◆ Excerpted passage
William Howard Arnold (January 18, 1901 – September 30, 1976) was a lieutenant general in the United States Army.

Early life

Arnold was born in Dyersburg, Tennessee on January 18, 1901.  In 1924 he graduated from the United States Military Academy.

Early career
Assigned to the Infantry, Arnold served in assignments throughout the United States.  In 1928 he graduated from the Infantry Officer Course.  From 1928 to 1930 he was assigned to Schofield Barracks, Hawaii.

Arnold was assigned as Training and Operations Officer, S-3, for the 15th Infantry Regiment in Tientsin, China from 1934 to 1936.

In 1938 he graduated from the Command and General Staff College.

World War II
From 1942 to 1943 Arnold was Assistant Chief of Staff for Training and Operations, G-3, of the IV Corps, headquartered at Fort Lewis, Washington.

◆ Brief 1
Could you rewrite the entries starting at the line containing "Give the outline of every instance of the green grass" and ending at the line containing "M466 245L345 311L556 311L556 225L515 245Z", replacing "foreground" with "front" and leaving everything else unchanged?

◆ Entries supplied
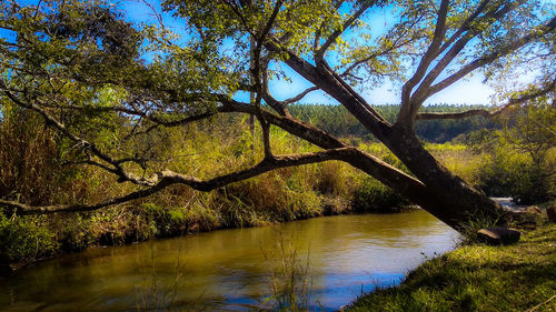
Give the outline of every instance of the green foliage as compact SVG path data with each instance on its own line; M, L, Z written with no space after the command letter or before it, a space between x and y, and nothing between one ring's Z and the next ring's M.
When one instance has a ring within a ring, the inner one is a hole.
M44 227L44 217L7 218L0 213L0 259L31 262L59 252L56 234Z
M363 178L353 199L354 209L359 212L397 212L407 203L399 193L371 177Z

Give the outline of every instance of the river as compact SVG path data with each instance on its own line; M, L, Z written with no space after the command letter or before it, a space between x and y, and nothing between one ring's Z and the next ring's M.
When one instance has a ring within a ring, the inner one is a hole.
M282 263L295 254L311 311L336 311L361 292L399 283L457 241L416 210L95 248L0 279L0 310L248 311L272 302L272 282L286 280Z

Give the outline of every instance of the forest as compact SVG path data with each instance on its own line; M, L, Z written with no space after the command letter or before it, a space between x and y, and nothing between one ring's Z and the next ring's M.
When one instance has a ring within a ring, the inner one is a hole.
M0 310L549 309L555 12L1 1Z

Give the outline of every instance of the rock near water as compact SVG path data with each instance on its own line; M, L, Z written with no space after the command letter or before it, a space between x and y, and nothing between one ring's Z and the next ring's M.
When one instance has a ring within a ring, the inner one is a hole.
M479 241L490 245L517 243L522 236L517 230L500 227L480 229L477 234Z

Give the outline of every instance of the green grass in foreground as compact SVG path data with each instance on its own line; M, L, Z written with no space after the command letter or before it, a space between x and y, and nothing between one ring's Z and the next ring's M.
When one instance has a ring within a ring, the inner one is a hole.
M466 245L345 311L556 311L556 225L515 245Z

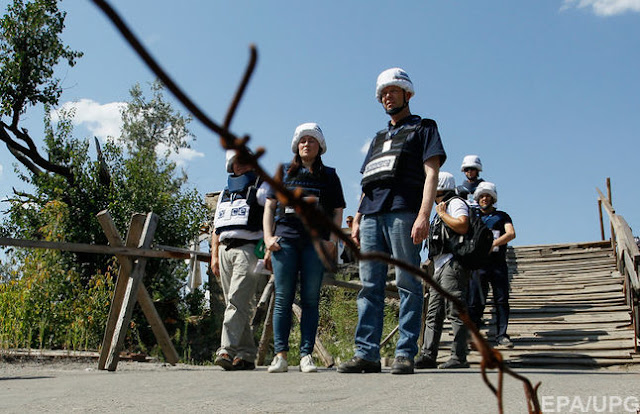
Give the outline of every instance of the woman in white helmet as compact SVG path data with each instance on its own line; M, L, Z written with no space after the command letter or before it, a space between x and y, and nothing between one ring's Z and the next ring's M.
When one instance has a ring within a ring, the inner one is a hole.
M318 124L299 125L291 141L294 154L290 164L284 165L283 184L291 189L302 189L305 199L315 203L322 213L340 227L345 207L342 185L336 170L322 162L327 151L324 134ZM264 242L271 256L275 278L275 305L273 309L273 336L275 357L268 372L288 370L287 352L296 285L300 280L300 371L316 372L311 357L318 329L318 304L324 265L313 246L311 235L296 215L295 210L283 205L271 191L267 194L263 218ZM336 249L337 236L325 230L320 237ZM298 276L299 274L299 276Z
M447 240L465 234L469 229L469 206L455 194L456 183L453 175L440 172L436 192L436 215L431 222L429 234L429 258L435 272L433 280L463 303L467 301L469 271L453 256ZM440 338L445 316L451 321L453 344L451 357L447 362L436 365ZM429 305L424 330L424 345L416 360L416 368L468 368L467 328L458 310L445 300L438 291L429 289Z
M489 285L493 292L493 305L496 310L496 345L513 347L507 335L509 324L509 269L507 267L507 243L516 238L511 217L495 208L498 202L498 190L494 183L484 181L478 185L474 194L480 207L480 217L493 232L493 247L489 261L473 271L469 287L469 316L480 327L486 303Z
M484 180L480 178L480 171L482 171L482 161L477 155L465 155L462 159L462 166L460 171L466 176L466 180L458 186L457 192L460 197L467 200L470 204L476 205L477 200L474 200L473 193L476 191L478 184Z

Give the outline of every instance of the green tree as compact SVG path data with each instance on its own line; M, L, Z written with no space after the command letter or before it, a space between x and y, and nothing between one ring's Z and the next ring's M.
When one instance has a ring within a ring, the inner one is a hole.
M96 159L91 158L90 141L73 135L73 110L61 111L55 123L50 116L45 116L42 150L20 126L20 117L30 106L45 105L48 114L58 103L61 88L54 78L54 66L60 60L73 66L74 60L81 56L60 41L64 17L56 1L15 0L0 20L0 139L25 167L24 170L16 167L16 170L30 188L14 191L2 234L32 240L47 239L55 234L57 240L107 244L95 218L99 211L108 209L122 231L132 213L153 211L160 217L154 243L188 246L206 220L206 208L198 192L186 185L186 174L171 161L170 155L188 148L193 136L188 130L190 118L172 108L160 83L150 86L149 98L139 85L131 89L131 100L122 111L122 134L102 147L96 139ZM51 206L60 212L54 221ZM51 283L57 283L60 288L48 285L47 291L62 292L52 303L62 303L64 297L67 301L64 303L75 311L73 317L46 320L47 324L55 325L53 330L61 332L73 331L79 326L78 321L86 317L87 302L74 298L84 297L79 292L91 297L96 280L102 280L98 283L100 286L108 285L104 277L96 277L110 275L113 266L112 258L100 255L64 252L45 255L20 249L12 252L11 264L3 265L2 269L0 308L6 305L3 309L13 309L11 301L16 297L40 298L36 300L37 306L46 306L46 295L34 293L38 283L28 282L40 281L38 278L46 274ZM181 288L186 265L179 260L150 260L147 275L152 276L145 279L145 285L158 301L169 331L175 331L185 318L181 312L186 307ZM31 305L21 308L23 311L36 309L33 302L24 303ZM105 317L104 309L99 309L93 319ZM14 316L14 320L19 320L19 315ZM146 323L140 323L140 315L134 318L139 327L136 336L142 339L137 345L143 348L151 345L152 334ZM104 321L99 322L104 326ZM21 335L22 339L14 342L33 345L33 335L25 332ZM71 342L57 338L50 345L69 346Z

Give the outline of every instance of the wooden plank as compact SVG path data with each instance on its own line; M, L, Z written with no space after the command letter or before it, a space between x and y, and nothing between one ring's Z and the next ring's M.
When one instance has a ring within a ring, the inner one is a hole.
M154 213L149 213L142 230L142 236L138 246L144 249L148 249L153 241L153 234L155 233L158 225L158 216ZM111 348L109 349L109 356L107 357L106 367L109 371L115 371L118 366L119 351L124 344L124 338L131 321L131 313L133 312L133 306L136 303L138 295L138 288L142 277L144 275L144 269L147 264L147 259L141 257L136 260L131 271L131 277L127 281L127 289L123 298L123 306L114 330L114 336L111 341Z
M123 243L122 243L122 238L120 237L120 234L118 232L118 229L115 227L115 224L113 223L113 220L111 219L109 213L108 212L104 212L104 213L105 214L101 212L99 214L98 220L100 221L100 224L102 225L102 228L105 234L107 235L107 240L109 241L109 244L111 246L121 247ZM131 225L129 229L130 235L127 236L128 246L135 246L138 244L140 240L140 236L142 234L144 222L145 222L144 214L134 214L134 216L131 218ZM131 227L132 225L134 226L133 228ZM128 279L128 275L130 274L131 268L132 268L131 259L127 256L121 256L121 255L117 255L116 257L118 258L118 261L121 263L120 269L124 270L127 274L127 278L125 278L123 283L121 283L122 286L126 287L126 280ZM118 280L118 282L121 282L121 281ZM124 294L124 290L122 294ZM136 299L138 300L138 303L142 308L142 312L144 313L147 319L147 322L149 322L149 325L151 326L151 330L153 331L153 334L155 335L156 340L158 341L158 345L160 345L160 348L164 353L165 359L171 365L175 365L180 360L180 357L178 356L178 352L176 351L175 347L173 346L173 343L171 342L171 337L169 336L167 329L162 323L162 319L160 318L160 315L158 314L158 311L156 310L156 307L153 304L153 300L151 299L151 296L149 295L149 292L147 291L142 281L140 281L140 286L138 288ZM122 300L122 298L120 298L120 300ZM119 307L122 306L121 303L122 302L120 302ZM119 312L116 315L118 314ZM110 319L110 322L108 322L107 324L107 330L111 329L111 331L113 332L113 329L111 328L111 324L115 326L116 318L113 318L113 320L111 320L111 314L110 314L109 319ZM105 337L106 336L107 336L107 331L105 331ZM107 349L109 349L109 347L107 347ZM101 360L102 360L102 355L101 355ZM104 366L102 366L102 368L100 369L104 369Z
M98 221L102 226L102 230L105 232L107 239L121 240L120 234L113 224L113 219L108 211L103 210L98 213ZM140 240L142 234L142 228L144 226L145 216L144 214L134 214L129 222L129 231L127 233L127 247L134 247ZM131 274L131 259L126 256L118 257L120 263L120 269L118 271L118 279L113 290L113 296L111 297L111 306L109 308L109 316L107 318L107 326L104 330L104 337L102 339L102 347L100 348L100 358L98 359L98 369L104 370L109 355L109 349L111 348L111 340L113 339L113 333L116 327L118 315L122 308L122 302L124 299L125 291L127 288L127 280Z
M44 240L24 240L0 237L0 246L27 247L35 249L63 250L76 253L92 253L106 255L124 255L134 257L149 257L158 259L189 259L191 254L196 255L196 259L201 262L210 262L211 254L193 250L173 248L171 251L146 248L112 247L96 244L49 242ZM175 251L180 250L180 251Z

◆ Brief 2
Can you quote the Arnold biography word for word, starting at "Arnold was born" and ending at "Fort Lewis, Washington."?

◆ Full solution 1
Give the outline of every instance of the green grass in front as compact SVG path data with each instance on its own line; M, L, Z written with no space after the command letter or before it, a space between x and y, and nothing between one ring's Z and the next ring's M.
When one instance has a ring within a ring, the inner one is a hole.
M466 245L345 311L556 311L556 225L515 245Z

◆ Full solution 2
Arnold was born in Dyersburg, Tennessee on January 18, 1901.  In 1924 he graduated from the United States Military Academy.

Early career
Assigned to the Infantry, Arnold served in assignments throughout the United States.  In 1928 he graduated from the Infantry Officer Course.  From 1928 to 1930 he was assigned to Schofield Barracks, Hawaii.

Arnold was assigned as Training and Operations Officer, S-3, for the 15th Infantry Regiment in Tientsin, China from 1934 to 1936.

In 1938 he graduated from the Command and General Staff College.

World War II
From 1942 to 1943 Arnold was Assistant Chief of Staff for Training and Operations, G-3, of the IV Corps, headquartered at Fort Lewis, Washington.